Prolonga el texto sobre el caso de Mila a partir de su última oración.

**Fragmento citado:**
☆ ☆ ☆ ☆ ☆

Mila tiene 11 años y 18 semanas de embarazo. No sabe leer ni escribir, porque nunca fue al colegio. Desde que tiene siete es abusada sexualmente por su padrastro: Lucas Pezo Amaringo, quien también ha abusado y violentado a su mamá. Pezo está libre, porque un juez en Loreto decidió darle comparecencia. Y es que los delitos sexuales contra las mujeres y las niñas en el Perú no son delitos, son simples faltas. Porque las mujeres somos ciudadanos de segunda categoría.
Mila está embarazada, asustada y sola. Las autoridades decidieron trasladarla a Lima e internarla en el Instituto Nacional Materno Perinatal, sin su mamá. Y como todo en el Perú, la justicia no solo tarda, sino que no llega. En el Hospital Regional de Loreto, una junta médica le negó el aborto terapéutico porque el psiquiatra se negó a firmar la autorización. Durante días, el Ministerio de Salud evaluó si este caso estaría en su marco de competencia. Una burocracia insensible que no consideró que estaba en juego la vida de una niña violentada y privada de todos sus derechos. Recién el sábado, el Minsa informó que se había aprobado otorgarle el aborto terapéutico. Y pese a que este es legal en el Perú desde 1924, rara vez es aplicado, porque no existe un protocolo para casos como el de Mila. Como consecuencia, el suicidio es la primera causa de muerte indirecta en niñas y adolescentes embarazadas.

☆ ☆ ☆ ☆ ☆

**Líneas proporcionadas:**
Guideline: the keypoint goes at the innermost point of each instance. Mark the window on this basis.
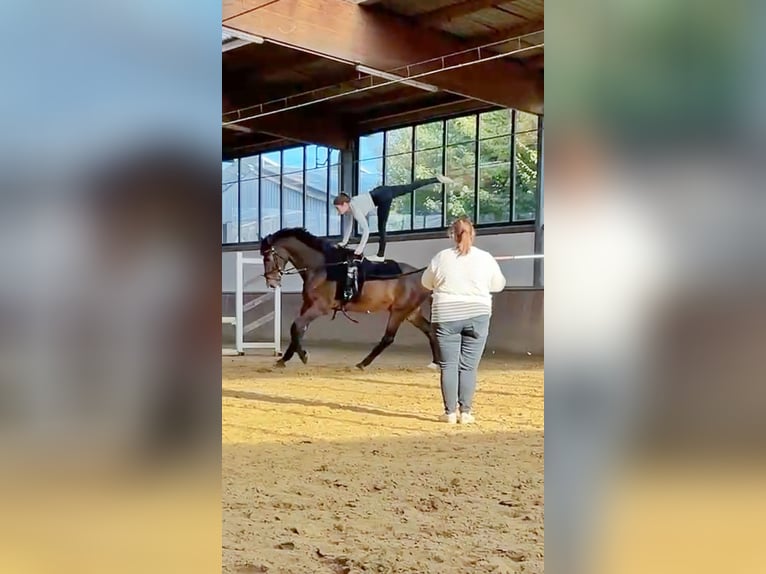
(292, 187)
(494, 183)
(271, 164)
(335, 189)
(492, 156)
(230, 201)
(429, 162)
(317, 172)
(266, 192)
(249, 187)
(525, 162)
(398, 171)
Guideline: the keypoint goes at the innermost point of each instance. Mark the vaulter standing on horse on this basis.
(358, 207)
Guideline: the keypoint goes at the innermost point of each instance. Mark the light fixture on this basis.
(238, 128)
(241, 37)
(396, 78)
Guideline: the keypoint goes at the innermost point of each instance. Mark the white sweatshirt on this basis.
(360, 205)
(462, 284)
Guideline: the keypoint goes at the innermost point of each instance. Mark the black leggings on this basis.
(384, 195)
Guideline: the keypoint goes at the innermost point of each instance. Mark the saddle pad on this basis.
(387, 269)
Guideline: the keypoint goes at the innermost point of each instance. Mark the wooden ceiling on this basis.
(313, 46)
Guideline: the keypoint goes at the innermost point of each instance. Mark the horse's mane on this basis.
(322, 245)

☆ ☆ ☆ ☆ ☆

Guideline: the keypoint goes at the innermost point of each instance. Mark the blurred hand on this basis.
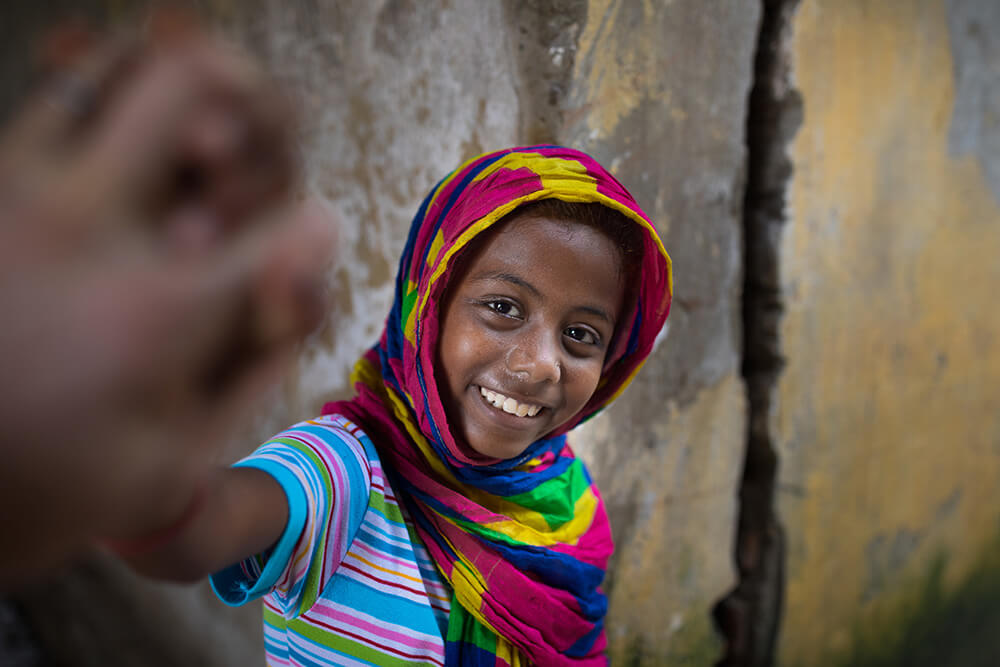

☆ ☆ ☆ ☆ ☆

**Resultado:**
Como Mila no nació en Lima, no vive en San Isidro ni va a uno de los colegios privados de la élite limeña, a nadie le importa su caso y tiene que recurrir al Estado para que haga valer sus derechos. Mila es una de las miles de niñas que es violada sistemáticamente en el Perú. Invisibilizada por una sociedad que no está interesada en involucrarse en mejorar las condiciones de vida de los peruanos más pobres ni en reducir la violencia de género. Dominada, además, por una élite conservadora que le impone al resto dogmas religiosos, como si siguiésemos en el medioevo.
Entre el 2013 y el 2023, 12.556 niñas entre los 11 y 14 años dieron a luz. Sesenta y seis de ellas tenían menos de 10 años. Cada uno de estos casos es consecuencia de una violación sexual. Solo en el 2022, el CEM atendió 27.362 casos de violencia sexual, en el 80% de los casos la víctima fue una niña o adolescente. En 19 de cada 100 casos el atacante es el padre de la niña y en el 25%, el padrastro. Las niñas son víctimas dentro de sus propias casas sin que nadie haga nada por protegerlas.
Además de ser un crimen, el embarazo adolescente restringe el desarrollo de las niñas y adolescentes al limitar su acceso a educación y, con ello, sus posibilidades de progresar en la vida, y perpetúa parámetros de inequidad y violencia. Es, además, un problema de salud pública: la mortalidad materna en niñas y adolescentes es mucho más alta que en cualquier otro grupo.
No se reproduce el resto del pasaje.